══ Dataset ══

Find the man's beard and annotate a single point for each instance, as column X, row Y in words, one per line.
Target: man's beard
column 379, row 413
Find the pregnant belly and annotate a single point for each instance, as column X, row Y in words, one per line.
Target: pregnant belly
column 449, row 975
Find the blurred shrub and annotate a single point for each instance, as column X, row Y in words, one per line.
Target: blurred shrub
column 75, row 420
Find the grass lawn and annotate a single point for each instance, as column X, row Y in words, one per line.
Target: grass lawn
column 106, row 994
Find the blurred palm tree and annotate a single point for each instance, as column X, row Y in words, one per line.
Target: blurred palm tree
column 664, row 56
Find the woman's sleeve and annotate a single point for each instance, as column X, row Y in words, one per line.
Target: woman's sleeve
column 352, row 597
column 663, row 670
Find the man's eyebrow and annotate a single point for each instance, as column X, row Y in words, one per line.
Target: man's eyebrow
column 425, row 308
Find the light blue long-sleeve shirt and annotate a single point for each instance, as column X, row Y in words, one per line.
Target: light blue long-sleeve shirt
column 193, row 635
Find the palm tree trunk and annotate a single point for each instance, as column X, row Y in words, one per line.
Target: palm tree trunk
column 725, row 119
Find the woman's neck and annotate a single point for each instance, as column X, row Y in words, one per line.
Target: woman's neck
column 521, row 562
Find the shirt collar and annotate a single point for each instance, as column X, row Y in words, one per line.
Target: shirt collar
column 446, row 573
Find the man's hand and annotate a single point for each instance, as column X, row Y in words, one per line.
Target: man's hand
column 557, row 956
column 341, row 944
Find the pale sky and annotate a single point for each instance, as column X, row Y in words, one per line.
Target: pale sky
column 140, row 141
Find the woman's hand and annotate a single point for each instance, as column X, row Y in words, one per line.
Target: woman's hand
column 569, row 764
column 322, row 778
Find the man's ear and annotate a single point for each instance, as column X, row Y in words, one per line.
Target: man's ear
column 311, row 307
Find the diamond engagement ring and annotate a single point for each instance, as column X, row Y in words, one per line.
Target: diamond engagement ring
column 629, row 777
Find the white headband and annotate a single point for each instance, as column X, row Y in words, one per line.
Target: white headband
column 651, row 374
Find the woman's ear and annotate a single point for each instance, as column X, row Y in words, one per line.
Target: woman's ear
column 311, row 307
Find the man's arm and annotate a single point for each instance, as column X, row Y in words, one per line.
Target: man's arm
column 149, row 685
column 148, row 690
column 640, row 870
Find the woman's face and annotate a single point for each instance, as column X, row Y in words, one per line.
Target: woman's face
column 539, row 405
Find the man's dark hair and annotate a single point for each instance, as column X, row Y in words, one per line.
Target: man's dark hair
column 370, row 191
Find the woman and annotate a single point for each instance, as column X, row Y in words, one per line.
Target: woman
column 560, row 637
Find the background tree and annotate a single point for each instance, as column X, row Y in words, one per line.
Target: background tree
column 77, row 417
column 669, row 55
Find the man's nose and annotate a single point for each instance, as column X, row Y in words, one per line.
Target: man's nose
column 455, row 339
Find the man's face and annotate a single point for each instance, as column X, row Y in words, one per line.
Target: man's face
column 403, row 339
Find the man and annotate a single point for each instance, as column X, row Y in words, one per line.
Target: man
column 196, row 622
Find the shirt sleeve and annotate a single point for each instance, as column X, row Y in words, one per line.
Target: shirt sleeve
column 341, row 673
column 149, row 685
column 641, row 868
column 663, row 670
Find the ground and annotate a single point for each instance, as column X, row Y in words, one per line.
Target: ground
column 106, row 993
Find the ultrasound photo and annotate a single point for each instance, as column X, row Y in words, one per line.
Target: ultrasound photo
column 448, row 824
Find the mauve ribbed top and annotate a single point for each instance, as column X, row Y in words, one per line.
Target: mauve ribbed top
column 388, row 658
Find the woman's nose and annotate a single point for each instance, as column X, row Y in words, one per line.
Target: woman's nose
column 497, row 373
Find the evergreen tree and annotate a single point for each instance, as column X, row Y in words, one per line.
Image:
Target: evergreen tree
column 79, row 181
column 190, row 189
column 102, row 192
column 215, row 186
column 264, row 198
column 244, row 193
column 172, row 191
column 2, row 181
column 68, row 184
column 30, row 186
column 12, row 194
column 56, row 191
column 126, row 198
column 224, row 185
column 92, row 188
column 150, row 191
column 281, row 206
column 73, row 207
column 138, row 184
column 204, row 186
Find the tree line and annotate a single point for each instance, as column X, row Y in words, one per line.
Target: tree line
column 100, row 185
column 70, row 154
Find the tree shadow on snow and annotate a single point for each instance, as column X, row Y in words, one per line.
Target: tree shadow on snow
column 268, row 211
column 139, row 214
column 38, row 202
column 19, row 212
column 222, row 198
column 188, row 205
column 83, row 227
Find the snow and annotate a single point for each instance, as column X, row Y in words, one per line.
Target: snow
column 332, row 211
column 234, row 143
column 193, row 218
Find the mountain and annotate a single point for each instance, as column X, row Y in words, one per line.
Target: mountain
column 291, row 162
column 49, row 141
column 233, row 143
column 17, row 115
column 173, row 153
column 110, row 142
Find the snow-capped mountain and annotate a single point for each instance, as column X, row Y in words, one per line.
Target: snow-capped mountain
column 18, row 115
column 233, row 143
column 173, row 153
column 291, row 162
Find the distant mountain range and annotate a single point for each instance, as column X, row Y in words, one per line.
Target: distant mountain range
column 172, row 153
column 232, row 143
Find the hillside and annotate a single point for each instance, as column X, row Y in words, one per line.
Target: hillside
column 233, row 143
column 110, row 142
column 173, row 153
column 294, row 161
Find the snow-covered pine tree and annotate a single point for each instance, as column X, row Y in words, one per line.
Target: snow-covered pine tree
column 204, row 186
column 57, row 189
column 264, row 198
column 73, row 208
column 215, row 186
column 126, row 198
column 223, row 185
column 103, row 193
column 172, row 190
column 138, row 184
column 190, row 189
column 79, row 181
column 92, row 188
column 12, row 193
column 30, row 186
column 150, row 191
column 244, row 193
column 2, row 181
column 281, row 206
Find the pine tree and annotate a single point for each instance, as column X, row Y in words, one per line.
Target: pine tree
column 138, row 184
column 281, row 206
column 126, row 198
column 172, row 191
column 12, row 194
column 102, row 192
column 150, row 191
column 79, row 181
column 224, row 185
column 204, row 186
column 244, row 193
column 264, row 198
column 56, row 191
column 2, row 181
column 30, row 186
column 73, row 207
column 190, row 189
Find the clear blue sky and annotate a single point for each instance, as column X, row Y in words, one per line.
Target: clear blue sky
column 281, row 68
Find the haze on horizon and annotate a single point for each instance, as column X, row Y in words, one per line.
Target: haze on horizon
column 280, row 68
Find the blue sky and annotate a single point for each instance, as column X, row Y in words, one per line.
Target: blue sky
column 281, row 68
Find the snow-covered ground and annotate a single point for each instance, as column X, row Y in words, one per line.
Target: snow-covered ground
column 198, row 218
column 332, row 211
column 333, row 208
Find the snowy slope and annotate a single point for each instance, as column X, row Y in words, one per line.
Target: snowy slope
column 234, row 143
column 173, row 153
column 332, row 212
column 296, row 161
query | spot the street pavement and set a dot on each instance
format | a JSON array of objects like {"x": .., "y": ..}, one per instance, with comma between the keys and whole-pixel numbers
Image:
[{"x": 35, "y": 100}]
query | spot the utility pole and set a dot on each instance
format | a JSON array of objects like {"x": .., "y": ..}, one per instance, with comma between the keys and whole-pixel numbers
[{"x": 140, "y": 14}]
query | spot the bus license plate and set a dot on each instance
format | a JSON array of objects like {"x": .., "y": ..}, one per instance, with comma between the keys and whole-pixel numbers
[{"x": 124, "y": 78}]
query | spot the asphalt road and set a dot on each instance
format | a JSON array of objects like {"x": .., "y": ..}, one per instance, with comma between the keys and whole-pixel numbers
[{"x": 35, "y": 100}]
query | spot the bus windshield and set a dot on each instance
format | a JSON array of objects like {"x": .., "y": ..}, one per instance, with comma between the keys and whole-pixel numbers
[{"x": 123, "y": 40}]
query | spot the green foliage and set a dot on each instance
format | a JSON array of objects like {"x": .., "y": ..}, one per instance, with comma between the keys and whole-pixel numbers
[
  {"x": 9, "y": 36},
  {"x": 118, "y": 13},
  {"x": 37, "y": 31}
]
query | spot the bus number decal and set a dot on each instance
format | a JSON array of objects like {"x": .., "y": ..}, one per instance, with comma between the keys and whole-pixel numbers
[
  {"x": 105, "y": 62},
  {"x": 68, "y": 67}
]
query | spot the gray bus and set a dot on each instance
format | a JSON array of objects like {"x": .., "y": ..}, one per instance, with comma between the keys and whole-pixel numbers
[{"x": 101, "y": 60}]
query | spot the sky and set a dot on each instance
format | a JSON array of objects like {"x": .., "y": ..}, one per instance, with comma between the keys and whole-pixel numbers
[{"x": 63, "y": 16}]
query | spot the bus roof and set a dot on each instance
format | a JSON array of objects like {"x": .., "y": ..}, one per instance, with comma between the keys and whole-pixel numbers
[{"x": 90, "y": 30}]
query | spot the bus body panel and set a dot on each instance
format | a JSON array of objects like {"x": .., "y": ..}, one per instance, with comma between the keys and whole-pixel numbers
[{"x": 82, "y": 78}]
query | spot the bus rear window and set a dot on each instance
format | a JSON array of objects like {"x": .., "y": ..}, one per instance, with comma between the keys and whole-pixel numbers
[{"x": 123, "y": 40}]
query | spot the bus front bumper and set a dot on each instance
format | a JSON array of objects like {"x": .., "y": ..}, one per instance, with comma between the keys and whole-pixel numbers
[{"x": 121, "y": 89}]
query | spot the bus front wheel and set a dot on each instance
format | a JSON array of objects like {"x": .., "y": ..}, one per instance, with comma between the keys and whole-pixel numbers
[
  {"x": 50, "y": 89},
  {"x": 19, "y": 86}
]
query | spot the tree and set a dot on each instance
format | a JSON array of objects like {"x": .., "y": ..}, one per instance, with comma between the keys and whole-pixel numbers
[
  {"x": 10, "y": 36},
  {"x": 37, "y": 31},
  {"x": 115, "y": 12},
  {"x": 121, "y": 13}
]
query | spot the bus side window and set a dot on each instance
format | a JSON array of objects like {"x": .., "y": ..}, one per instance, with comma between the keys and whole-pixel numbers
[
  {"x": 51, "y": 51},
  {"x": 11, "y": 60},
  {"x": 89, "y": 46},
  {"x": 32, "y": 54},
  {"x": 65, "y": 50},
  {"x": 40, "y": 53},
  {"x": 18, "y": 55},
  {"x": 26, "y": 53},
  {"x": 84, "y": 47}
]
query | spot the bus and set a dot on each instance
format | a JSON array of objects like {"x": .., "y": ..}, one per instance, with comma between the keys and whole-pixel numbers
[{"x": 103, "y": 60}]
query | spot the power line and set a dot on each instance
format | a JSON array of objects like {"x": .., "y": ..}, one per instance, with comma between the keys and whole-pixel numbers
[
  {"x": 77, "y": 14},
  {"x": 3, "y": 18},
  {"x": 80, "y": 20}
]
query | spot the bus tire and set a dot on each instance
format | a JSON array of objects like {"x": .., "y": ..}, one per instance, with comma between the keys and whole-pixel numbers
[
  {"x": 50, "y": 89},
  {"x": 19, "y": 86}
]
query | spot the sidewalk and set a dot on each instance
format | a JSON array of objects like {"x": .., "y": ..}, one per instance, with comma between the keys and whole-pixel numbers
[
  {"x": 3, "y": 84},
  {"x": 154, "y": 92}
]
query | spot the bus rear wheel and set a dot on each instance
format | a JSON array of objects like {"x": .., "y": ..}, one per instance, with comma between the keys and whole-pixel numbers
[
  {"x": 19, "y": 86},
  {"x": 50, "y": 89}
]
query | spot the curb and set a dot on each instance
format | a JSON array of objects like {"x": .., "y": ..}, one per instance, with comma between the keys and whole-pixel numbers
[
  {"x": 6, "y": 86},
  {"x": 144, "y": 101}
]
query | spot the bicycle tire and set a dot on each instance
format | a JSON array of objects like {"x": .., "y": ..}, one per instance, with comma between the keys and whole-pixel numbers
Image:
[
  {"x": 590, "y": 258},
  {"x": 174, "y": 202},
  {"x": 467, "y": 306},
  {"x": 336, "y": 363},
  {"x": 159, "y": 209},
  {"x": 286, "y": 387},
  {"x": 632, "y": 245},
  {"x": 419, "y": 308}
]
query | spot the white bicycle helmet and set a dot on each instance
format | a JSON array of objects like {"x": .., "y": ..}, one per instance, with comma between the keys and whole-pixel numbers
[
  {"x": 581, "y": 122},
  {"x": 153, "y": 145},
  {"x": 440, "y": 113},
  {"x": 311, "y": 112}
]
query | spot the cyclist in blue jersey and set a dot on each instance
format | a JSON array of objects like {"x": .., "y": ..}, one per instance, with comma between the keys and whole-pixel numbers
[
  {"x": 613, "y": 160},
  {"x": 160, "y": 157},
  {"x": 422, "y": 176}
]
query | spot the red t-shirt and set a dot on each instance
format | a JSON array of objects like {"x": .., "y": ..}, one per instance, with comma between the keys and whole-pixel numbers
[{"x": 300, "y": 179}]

═══

> Your objective:
Return, unchanged, the lines from the one containing "query | spot the cyclist" to the end of the entries, including both.

> Answer to the problem:
query | spot the cyclist in blue jersey and set a dot on each instance
format | a JSON array of objects like {"x": .., "y": ..}, one per instance, with comma between the keys and whole-pixel numbers
[
  {"x": 613, "y": 160},
  {"x": 160, "y": 157},
  {"x": 422, "y": 176}
]
query | spot the red t-shirt and set a dot on each instance
format | a JSON array of objects like {"x": .., "y": ..}, one per instance, with comma between the keys and whole-pixel numbers
[{"x": 300, "y": 179}]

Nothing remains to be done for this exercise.